**Exercise tasks:**
**A.** Summarize the 401(k) survey article in two sentences.
**B.** In the 401(k) survey article, what percentage of employers think their workers contribute more than they otherwise would because of the exclusion?
**C.** Continue the 401(k) survey article from the point where it stops.

**Text block:**
+++

Survey Says Taxing 401(k) Contributions Could Lead to Fewer Plans

  • 12/19/2012

Survey Says Taxing 401(k) Contributions Could Lead to Fewer Plans

Curtailing the current tax treatment of contributions that workers and their employers make to 401(k) retirement savings plans would significantly reduce the willingness of employers to sponsor plans and the ability of employees to save, according to a survey of more than 500 companies by the American Benefits Institute (ABI).

The survey found that 91 percent of employers believe the exclusion of 401(k) contributions from current income taxation is important to their workers’ decision to contribute to the plan, and 72 percent of employers think their workers contribute more than they otherwise would as a result of the exclusion.

"Between one-third and one-half of employers think these proposals would cause them to drop or consider dropping their 401(k) plan," said council president James A. Klein. "Quite remarkably, the likelihood an employer would drop or consider dropping its plan, or eliminate or reduce features like matching contributions or auto-escalation of contributions, actually increases among larger employers."

Klein said the survey demonstrates that it would be "shortsighted and ill-advised" for Congress and the president to consider generating short-term federal revenue by changing the current tax-deferred treatment of 401(k) contributions as part of a deal to avoid the fiscal cliff, or in the context of broader deficit reduction in 2013.

+++

Excerpts from point annotation data:
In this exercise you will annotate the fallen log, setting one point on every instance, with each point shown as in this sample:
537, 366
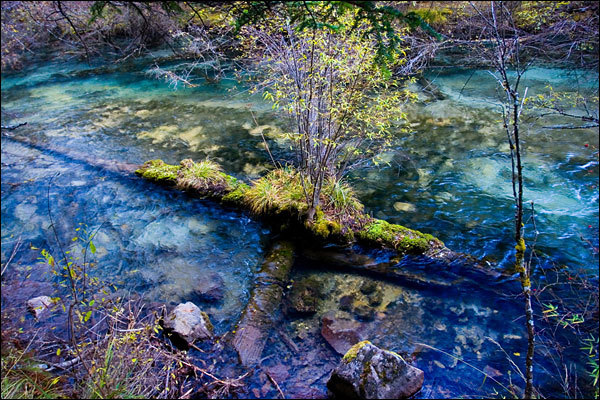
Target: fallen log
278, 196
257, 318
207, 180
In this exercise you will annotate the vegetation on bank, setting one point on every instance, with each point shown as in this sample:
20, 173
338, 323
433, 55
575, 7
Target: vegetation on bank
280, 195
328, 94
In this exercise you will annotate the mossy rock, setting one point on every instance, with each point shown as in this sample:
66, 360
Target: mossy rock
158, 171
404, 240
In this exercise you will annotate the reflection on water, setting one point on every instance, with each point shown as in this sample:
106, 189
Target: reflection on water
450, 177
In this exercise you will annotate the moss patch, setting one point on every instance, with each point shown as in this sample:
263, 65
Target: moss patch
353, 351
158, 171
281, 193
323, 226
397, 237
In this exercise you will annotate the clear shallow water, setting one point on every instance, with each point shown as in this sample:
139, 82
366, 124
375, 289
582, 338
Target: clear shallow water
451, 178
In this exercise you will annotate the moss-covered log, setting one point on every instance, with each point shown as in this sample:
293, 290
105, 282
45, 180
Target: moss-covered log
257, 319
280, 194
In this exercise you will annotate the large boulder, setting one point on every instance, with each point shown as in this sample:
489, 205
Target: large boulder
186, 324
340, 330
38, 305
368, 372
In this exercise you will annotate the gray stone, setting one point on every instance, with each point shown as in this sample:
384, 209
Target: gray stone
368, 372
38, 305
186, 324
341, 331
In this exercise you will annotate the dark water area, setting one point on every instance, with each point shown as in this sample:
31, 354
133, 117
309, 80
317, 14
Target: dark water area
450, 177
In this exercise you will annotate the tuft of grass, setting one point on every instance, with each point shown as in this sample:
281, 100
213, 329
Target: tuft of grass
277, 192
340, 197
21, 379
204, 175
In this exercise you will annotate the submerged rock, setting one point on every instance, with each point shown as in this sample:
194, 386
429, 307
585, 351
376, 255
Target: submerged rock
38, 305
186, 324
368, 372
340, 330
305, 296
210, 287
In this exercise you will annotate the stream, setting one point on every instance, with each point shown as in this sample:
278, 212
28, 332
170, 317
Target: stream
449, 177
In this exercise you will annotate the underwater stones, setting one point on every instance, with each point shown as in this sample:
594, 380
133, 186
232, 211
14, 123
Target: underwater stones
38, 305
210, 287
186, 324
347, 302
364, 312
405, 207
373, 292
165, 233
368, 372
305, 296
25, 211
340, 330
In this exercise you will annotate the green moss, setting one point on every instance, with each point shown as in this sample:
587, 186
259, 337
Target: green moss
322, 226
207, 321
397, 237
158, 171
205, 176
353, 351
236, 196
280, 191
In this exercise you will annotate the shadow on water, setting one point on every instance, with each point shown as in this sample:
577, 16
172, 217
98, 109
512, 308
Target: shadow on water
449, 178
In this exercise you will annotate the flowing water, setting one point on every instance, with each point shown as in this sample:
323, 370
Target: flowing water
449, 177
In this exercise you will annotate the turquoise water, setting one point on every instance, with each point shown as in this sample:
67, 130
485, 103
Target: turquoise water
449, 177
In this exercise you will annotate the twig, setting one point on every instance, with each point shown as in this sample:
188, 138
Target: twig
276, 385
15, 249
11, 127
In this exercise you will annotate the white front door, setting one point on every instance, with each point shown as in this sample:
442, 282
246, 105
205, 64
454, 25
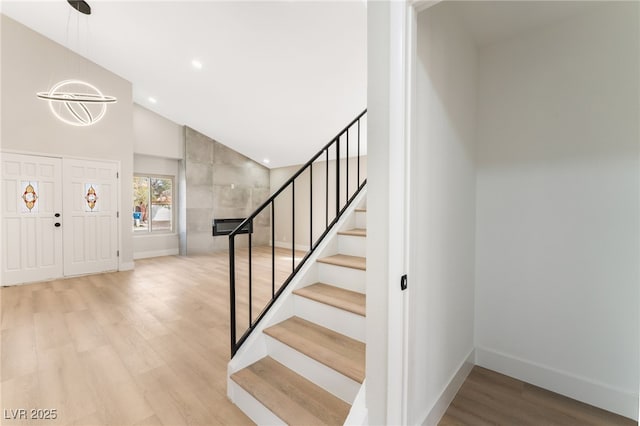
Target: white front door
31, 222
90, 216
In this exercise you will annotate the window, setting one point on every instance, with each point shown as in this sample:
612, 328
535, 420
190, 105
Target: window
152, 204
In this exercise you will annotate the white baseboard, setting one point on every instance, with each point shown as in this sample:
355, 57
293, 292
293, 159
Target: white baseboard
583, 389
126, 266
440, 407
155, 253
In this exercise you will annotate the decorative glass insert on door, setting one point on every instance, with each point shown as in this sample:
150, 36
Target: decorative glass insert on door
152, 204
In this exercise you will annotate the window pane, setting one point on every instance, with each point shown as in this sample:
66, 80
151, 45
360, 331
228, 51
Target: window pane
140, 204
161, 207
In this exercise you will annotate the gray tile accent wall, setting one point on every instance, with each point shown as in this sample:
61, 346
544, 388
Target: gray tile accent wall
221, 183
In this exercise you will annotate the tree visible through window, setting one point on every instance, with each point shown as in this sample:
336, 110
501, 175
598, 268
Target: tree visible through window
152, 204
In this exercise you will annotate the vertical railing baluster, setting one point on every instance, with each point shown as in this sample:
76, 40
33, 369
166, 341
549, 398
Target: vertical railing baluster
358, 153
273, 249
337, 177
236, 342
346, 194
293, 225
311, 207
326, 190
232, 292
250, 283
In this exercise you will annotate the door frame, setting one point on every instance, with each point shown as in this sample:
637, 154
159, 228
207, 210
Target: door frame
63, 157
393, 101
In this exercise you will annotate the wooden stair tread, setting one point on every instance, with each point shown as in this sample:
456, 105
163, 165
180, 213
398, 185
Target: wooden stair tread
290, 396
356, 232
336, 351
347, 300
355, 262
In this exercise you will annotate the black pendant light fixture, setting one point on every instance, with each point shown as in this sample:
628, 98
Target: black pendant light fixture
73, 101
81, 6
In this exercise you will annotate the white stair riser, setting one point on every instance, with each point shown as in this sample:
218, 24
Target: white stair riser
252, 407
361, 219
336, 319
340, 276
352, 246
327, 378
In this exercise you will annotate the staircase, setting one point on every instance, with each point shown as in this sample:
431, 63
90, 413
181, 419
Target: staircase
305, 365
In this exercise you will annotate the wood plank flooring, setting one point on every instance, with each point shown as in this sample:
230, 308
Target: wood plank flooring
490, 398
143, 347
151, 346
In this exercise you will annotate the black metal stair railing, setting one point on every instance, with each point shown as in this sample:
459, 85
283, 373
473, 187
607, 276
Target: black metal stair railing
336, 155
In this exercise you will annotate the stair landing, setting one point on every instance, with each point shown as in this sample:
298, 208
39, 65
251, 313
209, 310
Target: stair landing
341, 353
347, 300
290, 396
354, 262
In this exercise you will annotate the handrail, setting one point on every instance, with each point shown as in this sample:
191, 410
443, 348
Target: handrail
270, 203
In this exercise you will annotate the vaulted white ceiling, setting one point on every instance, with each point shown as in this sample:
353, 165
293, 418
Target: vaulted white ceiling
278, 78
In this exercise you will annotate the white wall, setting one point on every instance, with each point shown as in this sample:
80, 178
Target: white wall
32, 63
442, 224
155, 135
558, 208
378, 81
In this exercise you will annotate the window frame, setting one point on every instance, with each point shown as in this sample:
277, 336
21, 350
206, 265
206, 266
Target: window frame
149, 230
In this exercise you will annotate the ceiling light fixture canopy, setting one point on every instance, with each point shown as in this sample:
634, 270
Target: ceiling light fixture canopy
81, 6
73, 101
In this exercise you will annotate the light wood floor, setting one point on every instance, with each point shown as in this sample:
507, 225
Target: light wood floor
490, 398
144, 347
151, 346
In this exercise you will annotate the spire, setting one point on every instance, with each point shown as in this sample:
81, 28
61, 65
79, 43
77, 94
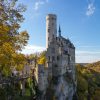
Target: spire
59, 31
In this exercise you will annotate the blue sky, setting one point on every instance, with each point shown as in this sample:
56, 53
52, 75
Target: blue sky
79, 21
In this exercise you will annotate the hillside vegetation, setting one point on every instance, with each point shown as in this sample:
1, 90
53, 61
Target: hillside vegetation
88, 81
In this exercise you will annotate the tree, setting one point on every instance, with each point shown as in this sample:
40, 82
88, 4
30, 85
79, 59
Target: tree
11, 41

+++

**Answers to the tasks:**
**A.** A survey of more than 500 companies by the American Benefits Institute found that curtailing the current tax treatment of 401(k) contributions would significantly reduce employers' willingness to sponsor plans and employees' ability to save, with 91 percent of employers saying the exclusion from income taxation matters to workers' decision to contribute. Between one-third and one-half of employers think such proposals would cause them to drop or consider dropping their plans, and Klein said that changing the tax-deferred treatment to raise short-term federal revenue would be "shortsighted and ill-advised."

**B.** 72 percent

**C.**
"Retirement plan contributions are not tax breaks or loopholes. Retirees pay income tax on the benefits they receive," noted Klein.

The survey also solicited employer reactions to specific tax proposals:

  • The “20-20” proposal, in which total contributions would be limited to the lesser of $20,000 or 20 percent of compensation.
  • The refundable tax credit proposal, in which total contributions would no longer be excluded from income tax, but employees would receive a tax credit equal to some percentage of their yearly contributions.
  • The 28 percent proposal, whereby the tax exclusion of plan contributions for workers in the 35 percent tax bracket would be limited to 28 percent, effectively imposing a 7 percent tax on employee and employer contributions.